### AIM
Render the material below as a Markdown table, one row per line, with the columns No. and Line, and leave out blank lines.

### EXERCISE INPUTS
============================================================

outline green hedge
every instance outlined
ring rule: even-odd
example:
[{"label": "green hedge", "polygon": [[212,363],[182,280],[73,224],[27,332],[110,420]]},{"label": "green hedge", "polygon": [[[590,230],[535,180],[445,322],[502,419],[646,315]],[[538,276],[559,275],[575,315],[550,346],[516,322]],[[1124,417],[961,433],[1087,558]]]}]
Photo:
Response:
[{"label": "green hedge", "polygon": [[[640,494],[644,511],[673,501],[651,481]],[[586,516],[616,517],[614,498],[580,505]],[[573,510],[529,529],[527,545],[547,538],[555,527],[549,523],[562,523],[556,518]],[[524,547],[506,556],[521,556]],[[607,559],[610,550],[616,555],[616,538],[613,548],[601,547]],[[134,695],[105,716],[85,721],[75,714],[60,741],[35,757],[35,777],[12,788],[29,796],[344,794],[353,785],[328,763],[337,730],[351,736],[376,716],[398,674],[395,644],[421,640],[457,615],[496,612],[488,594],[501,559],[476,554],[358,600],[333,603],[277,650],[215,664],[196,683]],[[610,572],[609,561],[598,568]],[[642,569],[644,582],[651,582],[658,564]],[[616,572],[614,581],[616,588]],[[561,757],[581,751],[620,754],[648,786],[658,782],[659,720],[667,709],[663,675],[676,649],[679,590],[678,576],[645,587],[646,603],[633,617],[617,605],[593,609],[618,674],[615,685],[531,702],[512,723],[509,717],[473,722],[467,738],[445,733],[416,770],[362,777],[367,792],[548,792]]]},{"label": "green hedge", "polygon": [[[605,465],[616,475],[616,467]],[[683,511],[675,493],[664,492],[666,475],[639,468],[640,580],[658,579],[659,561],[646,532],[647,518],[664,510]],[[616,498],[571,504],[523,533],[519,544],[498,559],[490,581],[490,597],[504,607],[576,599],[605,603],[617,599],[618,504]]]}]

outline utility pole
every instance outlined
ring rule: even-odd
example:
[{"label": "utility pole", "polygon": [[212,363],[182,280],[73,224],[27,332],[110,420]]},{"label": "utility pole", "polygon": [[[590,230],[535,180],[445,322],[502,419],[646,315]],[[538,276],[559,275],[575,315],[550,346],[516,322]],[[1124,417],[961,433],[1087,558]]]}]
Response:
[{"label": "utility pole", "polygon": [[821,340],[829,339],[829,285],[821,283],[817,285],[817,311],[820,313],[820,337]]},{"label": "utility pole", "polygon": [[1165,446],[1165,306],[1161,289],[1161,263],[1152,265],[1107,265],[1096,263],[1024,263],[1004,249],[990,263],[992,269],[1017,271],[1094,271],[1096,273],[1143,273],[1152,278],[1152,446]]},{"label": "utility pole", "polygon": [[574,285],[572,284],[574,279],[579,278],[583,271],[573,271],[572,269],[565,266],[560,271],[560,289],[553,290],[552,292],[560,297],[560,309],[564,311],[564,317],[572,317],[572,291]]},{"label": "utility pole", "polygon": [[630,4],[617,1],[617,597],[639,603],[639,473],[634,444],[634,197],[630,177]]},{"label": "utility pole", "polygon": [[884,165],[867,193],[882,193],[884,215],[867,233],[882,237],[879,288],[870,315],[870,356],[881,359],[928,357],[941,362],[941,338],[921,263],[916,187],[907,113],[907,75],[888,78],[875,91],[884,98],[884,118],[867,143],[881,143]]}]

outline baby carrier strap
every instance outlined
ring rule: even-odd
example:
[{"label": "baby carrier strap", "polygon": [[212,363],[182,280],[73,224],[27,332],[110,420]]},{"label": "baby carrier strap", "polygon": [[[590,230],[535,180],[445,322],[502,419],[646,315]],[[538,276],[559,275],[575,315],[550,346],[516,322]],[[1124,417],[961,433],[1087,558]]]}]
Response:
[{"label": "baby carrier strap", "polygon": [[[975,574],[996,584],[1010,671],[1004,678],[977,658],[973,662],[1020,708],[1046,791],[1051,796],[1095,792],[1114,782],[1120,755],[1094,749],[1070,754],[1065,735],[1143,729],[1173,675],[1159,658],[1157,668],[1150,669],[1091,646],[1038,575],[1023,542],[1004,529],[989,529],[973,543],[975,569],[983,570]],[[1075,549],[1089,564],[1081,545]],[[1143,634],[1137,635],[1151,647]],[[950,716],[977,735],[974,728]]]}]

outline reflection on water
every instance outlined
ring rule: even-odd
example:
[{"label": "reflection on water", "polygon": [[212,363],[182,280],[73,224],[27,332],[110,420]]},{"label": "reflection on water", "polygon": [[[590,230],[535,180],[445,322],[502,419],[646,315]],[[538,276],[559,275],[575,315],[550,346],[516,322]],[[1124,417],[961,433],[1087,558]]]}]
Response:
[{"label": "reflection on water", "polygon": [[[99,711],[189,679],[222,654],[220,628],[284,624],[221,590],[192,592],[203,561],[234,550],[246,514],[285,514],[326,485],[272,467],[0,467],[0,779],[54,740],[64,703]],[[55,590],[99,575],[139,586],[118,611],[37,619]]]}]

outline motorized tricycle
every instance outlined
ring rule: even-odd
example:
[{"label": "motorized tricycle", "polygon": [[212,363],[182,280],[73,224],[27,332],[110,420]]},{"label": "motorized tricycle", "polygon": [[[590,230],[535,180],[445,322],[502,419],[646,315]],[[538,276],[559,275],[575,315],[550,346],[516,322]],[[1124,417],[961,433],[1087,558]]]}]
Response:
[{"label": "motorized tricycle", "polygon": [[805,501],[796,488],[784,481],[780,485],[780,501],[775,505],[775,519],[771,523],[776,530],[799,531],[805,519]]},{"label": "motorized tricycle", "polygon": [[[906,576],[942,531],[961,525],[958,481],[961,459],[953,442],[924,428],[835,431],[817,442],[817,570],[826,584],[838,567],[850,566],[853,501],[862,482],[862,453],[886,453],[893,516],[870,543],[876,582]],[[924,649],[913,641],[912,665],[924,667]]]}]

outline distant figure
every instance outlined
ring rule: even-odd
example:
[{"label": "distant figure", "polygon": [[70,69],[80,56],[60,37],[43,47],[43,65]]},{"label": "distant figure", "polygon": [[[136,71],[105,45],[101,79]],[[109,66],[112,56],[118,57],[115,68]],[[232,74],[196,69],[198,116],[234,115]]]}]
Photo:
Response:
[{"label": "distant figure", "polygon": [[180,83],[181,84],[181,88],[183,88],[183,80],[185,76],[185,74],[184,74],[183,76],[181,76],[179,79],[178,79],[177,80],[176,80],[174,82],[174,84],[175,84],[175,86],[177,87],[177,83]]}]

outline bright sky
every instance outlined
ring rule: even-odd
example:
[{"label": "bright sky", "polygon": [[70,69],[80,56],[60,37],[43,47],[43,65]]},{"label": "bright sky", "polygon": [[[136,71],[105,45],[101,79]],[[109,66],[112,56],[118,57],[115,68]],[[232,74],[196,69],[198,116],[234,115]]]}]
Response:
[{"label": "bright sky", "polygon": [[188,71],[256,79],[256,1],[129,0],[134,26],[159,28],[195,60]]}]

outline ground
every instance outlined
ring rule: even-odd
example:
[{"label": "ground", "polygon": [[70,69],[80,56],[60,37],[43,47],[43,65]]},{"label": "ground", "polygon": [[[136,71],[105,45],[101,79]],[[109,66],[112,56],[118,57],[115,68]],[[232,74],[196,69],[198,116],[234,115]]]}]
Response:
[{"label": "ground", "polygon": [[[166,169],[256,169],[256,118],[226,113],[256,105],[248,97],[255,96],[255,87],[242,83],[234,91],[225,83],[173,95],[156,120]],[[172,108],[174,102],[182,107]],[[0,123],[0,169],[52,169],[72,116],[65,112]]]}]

============================================================

### RESULT
| No. | Line |
|---|---|
| 1 | outline green hedge |
| 2 | every instance outlined |
| 3 | ring rule: even-odd |
| 4 | example: |
| 5 | [{"label": "green hedge", "polygon": [[212,363],[182,280],[73,224],[27,332],[110,420]]},{"label": "green hedge", "polygon": [[[590,230],[535,180],[445,322],[502,419],[646,315]],[[538,276],[559,275],[575,315],[550,346],[516,322]],[[1124,417],[961,433],[1087,558]]]}] |
| 6 | Photo: |
| 7 | Response: |
| 8 | [{"label": "green hedge", "polygon": [[[640,494],[644,511],[673,501],[651,481]],[[586,516],[616,517],[614,498],[580,505]],[[573,510],[529,529],[527,545],[547,538],[555,527],[549,523],[562,523],[556,518]],[[524,547],[506,556],[521,556]],[[607,559],[610,550],[616,555],[616,538],[613,548],[601,547]],[[134,695],[105,716],[85,721],[75,714],[60,741],[35,757],[35,777],[12,788],[29,796],[344,794],[353,785],[328,763],[337,730],[351,736],[376,716],[398,674],[395,644],[421,640],[457,615],[496,612],[488,594],[501,559],[476,554],[358,600],[333,603],[277,650],[215,664],[196,683]],[[610,572],[609,561],[598,568]],[[642,569],[644,582],[651,582],[658,564]],[[616,572],[614,581],[616,588]],[[561,757],[581,751],[620,754],[648,786],[658,782],[659,720],[667,709],[663,675],[676,649],[679,590],[678,576],[645,587],[646,603],[633,617],[617,605],[593,609],[618,674],[615,685],[531,702],[512,723],[509,717],[473,722],[467,738],[445,733],[416,770],[362,777],[367,792],[548,792]]]},{"label": "green hedge", "polygon": [[[605,465],[616,475],[616,467]],[[683,511],[675,493],[664,492],[666,475],[639,468],[640,580],[658,579],[659,561],[646,532],[647,518],[664,510]],[[616,498],[571,504],[523,533],[519,544],[498,559],[490,581],[490,597],[504,607],[576,599],[605,603],[617,599],[618,504]]]}] |
| 9 | outline utility pole |
| 10 | every instance outlined |
| 11 | ring rule: even-odd |
| 12 | example: |
| 13 | [{"label": "utility pole", "polygon": [[212,363],[182,280],[73,224],[27,332],[110,420]]},{"label": "utility pole", "polygon": [[[590,230],[535,180],[445,322],[502,419],[646,315]],[[538,276],[559,275],[575,315],[550,346],[516,322]],[[1124,417],[961,433],[1087,558]]]}] |
| 14 | Response: |
| 15 | [{"label": "utility pole", "polygon": [[821,340],[829,339],[829,285],[821,283],[817,285],[817,311],[820,313],[820,337]]},{"label": "utility pole", "polygon": [[1165,446],[1165,306],[1161,289],[1161,263],[1152,265],[1107,265],[1096,263],[1024,263],[1004,249],[990,263],[992,269],[1017,271],[1094,271],[1096,273],[1143,273],[1152,278],[1152,446]]},{"label": "utility pole", "polygon": [[574,285],[572,284],[574,279],[579,278],[583,271],[573,271],[572,269],[565,266],[560,271],[560,289],[553,290],[552,292],[560,297],[560,309],[564,311],[564,317],[572,317],[572,291]]},{"label": "utility pole", "polygon": [[630,4],[617,1],[617,597],[639,603],[639,473],[634,444],[634,197],[630,177]]},{"label": "utility pole", "polygon": [[884,165],[867,193],[882,193],[884,215],[867,233],[882,237],[879,288],[870,315],[870,356],[881,359],[928,357],[941,362],[941,338],[921,263],[916,187],[907,113],[907,75],[888,78],[875,91],[884,98],[884,118],[867,143],[881,143]]}] |
| 16 | outline baby carrier strap |
| 17 | every instance outlined |
| 18 | ring rule: even-odd |
| 19 | example: |
| 20 | [{"label": "baby carrier strap", "polygon": [[212,363],[182,280],[73,224],[27,332],[110,420]]},{"label": "baby carrier strap", "polygon": [[[590,230],[535,180],[445,322],[502,419],[646,315]],[[538,276],[559,275],[575,315],[550,346],[516,322]],[[1124,417],[961,433],[1087,558]]]}] |
| 21 | Response: |
| 22 | [{"label": "baby carrier strap", "polygon": [[[975,574],[996,584],[1010,671],[1004,678],[977,658],[973,662],[1020,708],[1046,791],[1051,796],[1095,792],[1114,782],[1120,755],[1094,749],[1070,754],[1065,735],[1143,729],[1173,675],[1159,658],[1157,668],[1150,669],[1091,646],[1038,575],[1023,542],[1004,529],[989,529],[973,543],[975,569],[983,570]],[[1075,549],[1089,564],[1081,545]],[[1143,634],[1137,635],[1151,647]],[[950,716],[977,735],[974,728]]]}] |
| 23 | outline reflection on water |
| 24 | every instance outlined |
| 25 | ring rule: even-odd |
| 26 | example: |
| 27 | [{"label": "reflection on water", "polygon": [[212,363],[182,280],[73,224],[27,332],[110,420]]},{"label": "reflection on water", "polygon": [[[590,230],[535,180],[445,322],[502,419],[646,315]],[[538,276],[559,275],[575,315],[550,346],[516,322]],[[1124,417],[961,433],[1087,558]]]}] |
| 28 | Response: |
| 29 | [{"label": "reflection on water", "polygon": [[[99,711],[189,679],[222,654],[220,628],[284,624],[221,590],[192,592],[203,561],[234,550],[246,514],[285,514],[326,485],[272,467],[0,467],[0,779],[54,740],[64,703]],[[55,590],[99,575],[139,586],[118,611],[37,619]]]}] |
| 30 | outline motorized tricycle |
| 31 | every instance outlined |
| 32 | ring rule: even-odd |
| 33 | example: |
| 34 | [{"label": "motorized tricycle", "polygon": [[212,363],[182,280],[73,224],[27,332],[110,420]]},{"label": "motorized tricycle", "polygon": [[[590,230],[535,180],[445,322],[502,419],[646,315]],[[538,276],[559,275],[575,315],[550,346],[516,322]],[[1124,417],[961,433],[1087,558]]]}] |
| 35 | Response: |
| 36 | [{"label": "motorized tricycle", "polygon": [[805,501],[796,488],[784,481],[780,485],[780,501],[775,505],[775,519],[771,523],[776,530],[799,531],[805,519]]},{"label": "motorized tricycle", "polygon": [[[906,576],[942,531],[961,525],[958,481],[961,459],[953,442],[924,428],[835,431],[817,442],[817,570],[826,584],[838,567],[850,566],[853,501],[862,482],[862,453],[886,453],[893,516],[870,543],[876,582]],[[924,649],[913,641],[912,665],[924,667]]]}] |
| 37 | outline distant figure |
| 38 | every instance outlined |
| 39 | ring rule: even-odd |
| 40 | example: |
| 41 | [{"label": "distant figure", "polygon": [[70,69],[80,56],[60,37],[43,47],[43,65]]},{"label": "distant figure", "polygon": [[[136,71],[105,45],[101,79]],[[109,66],[112,56],[118,57],[115,68]],[[232,74],[196,69],[198,116],[234,115]]]}] |
| 42 | Photo: |
| 43 | Response: |
| 44 | [{"label": "distant figure", "polygon": [[180,83],[181,84],[181,88],[183,88],[183,80],[185,76],[185,74],[184,74],[183,76],[181,76],[179,79],[178,79],[177,80],[176,80],[174,82],[174,84],[175,84],[175,86],[177,87],[177,83]]}] |
| 45 | outline bright sky |
| 46 | every instance outlined |
| 47 | ring rule: even-odd |
| 48 | example: |
| 49 | [{"label": "bright sky", "polygon": [[70,69],[80,56],[60,37],[43,47],[43,65]]},{"label": "bright sky", "polygon": [[[136,71],[105,45],[101,79]],[[109,66],[112,56],[118,57],[115,68]],[[232,74],[196,69],[198,116],[234,115]]]}] |
| 50 | Response: |
| 51 | [{"label": "bright sky", "polygon": [[188,71],[256,79],[256,1],[129,0],[134,26],[159,28],[195,60]]}] |
| 52 | outline ground |
| 53 | every instance outlined |
| 54 | ring rule: even-odd |
| 55 | example: |
| 56 | [{"label": "ground", "polygon": [[70,69],[80,56],[60,37],[43,47],[43,65]]},{"label": "ground", "polygon": [[[136,71],[105,45],[101,79]],[[109,66],[112,56],[118,57],[115,68]],[[232,74],[196,69],[198,116],[234,115]]]}] |
| 57 | Response: |
| 58 | [{"label": "ground", "polygon": [[[166,169],[256,169],[256,118],[226,113],[256,105],[248,97],[255,96],[255,87],[242,83],[234,91],[225,83],[173,95],[156,120]],[[172,108],[174,102],[182,107]],[[0,123],[0,169],[52,169],[72,116],[65,112]]]}] |